SHORT TASK :: Reproduce only the lines between the one holding "the door frame" and the one holding "x=520, y=349", inclusive. Multiply each x and y coordinate in their answers by 0.8 and round to a whole number, with halves rounding up, leaving all other text unchanged.

──────────────────────────────

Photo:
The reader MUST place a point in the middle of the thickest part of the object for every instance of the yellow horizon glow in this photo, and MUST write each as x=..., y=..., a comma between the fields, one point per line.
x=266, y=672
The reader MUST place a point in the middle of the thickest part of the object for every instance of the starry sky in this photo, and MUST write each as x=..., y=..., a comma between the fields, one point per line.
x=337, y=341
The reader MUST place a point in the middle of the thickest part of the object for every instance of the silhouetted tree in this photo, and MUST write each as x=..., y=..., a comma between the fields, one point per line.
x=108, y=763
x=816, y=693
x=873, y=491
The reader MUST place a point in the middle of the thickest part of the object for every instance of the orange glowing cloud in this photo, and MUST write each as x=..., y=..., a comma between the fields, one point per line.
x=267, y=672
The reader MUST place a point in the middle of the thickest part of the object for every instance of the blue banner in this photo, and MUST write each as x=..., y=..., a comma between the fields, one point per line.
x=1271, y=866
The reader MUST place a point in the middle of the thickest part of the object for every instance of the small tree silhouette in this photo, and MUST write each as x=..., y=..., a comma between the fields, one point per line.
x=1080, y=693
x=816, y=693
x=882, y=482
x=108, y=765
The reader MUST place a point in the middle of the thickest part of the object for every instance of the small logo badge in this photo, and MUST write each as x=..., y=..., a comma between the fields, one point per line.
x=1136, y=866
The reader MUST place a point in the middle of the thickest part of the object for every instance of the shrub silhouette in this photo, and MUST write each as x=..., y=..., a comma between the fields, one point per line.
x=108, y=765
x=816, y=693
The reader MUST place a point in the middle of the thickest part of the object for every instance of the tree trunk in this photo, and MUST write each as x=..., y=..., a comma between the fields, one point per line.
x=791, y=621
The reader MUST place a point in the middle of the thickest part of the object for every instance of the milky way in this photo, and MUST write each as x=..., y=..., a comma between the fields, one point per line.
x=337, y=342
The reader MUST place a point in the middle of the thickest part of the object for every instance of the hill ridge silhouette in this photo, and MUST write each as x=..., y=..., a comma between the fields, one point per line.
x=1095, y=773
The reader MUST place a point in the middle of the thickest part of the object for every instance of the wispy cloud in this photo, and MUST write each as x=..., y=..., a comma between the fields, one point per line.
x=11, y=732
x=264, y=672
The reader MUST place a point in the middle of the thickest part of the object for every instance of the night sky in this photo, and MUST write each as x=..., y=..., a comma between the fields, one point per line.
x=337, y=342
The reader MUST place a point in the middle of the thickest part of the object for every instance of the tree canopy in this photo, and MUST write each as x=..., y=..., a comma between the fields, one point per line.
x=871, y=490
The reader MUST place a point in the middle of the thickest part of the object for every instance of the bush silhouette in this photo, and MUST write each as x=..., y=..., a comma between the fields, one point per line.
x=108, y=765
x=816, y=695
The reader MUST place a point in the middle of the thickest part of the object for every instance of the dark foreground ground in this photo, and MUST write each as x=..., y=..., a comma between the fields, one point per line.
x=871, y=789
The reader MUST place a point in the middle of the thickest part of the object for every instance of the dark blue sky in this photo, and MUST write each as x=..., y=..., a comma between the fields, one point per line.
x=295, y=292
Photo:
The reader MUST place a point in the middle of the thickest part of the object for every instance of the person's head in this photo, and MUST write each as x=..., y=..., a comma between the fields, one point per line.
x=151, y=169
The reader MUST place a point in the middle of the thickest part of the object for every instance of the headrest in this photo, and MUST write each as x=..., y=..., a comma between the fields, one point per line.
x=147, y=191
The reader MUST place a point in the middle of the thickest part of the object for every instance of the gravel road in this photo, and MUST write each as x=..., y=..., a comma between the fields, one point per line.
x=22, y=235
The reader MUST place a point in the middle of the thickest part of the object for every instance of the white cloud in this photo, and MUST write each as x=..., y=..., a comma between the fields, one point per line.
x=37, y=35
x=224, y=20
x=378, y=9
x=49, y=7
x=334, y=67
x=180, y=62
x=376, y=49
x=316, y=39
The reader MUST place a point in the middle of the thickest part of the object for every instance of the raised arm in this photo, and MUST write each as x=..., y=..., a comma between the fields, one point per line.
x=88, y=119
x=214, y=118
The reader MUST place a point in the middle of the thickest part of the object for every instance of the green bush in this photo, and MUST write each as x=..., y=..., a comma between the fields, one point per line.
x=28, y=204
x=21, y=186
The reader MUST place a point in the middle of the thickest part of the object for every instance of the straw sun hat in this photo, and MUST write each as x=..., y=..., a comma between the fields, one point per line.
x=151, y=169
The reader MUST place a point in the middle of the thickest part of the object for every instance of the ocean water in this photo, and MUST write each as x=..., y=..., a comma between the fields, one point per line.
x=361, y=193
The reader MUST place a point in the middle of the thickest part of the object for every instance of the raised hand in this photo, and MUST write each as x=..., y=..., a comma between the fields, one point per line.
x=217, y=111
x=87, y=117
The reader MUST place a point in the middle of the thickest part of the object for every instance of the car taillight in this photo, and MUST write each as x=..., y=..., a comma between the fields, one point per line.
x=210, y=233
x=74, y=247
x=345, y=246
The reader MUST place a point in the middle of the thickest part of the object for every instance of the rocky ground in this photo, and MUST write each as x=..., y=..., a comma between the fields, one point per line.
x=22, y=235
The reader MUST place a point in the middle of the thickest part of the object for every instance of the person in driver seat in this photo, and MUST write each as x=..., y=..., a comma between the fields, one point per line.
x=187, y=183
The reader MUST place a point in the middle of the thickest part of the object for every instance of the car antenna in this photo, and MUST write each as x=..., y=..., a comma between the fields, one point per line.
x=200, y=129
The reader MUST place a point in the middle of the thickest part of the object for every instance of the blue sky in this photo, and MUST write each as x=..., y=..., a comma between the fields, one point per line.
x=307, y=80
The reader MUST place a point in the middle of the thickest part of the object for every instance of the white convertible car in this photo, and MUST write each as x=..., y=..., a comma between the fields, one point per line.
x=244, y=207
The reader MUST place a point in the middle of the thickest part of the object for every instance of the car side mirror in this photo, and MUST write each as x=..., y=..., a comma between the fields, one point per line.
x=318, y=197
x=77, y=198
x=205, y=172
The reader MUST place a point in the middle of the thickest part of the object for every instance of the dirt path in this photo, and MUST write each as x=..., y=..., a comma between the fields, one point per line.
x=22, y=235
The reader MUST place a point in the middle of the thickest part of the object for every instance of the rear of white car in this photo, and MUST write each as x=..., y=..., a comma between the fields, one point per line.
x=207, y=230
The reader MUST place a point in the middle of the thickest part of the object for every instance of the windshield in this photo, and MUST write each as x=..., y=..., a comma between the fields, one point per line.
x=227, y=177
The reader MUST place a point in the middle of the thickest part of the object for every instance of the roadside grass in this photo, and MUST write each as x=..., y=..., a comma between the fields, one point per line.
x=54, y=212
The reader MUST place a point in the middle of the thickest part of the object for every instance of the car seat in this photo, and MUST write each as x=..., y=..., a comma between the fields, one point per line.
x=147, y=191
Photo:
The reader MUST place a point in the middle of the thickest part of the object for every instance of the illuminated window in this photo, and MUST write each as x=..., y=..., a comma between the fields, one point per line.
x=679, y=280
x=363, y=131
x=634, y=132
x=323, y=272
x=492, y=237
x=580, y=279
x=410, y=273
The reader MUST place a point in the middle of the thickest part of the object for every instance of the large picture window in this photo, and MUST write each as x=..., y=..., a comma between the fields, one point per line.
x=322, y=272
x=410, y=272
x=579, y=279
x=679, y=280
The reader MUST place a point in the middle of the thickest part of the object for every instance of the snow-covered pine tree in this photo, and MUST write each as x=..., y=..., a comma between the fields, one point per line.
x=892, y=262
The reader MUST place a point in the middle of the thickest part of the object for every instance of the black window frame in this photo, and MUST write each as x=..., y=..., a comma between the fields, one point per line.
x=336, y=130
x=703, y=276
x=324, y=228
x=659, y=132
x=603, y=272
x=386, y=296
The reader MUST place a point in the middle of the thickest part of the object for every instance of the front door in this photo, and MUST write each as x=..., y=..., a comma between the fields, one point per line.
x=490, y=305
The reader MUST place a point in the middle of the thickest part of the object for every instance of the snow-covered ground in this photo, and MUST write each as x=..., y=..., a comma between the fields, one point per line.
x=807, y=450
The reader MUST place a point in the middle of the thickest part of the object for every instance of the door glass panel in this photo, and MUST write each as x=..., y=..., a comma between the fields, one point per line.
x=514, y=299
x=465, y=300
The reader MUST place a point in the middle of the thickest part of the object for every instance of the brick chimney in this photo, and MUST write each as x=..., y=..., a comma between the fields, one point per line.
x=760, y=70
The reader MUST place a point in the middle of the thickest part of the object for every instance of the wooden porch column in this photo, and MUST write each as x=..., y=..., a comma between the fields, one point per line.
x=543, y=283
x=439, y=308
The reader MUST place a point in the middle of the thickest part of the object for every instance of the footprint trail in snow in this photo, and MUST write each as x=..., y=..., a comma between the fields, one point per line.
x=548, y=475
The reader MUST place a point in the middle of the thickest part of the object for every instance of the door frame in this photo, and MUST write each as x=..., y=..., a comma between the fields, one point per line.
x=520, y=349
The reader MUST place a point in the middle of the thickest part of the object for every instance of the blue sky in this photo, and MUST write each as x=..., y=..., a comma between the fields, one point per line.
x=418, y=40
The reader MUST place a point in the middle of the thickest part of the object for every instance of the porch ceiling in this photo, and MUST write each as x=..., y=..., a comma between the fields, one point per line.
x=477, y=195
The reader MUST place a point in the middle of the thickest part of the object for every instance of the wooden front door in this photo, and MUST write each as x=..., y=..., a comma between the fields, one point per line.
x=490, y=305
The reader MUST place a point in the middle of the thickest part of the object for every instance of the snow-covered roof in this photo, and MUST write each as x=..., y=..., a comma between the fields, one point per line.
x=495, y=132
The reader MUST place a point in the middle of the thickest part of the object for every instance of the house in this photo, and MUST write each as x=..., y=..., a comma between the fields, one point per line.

──────────────────────────────

ANSWER FOR THE TASK ::
The reader MUST place a point in the middle of the thickest part of the object for every instance of the door frame in this photo, and MUST write each as x=..., y=..., a comma between the fields, one point per line.
x=416, y=279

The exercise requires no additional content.